(Object location annotation data)
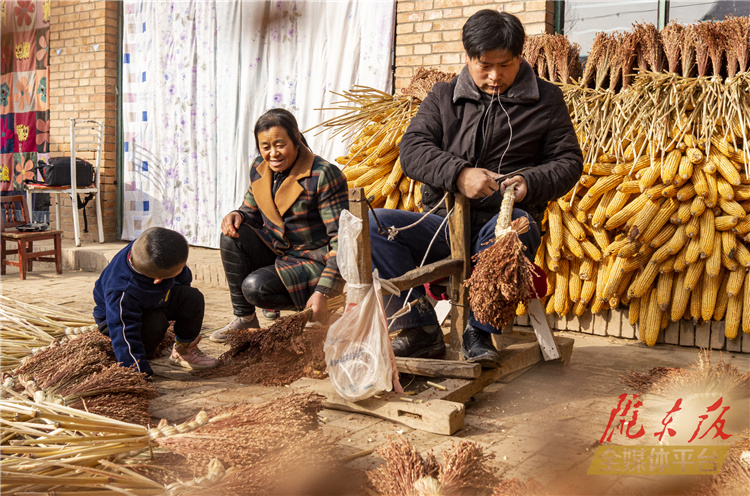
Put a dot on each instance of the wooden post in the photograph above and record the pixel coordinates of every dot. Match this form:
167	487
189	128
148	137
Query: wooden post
460	236
358	206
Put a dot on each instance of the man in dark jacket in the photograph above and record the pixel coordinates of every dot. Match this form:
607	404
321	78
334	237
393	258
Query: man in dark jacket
496	117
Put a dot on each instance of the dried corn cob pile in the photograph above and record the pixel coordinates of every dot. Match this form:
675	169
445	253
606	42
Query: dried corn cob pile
376	121
659	219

# To be done
The pictures should not appear in the copy; every other part of the records above must be returned exactly.

# Expected answer
Put a dot on each instance of the wooden post in the photograph above and record the pixel coordinates of every dot. Match this form:
167	487
189	128
148	137
Query: wooden post
460	236
358	206
Put a dot on each instance of the man in dark jacket in the photograph above and record the pixel coordinates of every dot. Match this form:
607	404
321	78
334	237
393	258
Query: man in dark jacket
496	117
Put a dot on each instance of the dried corn cob pile in the photograph above and record the pixel coordinates of every dot. Match this form:
675	169
445	253
606	42
Query: dried corn cob pile
376	121
659	219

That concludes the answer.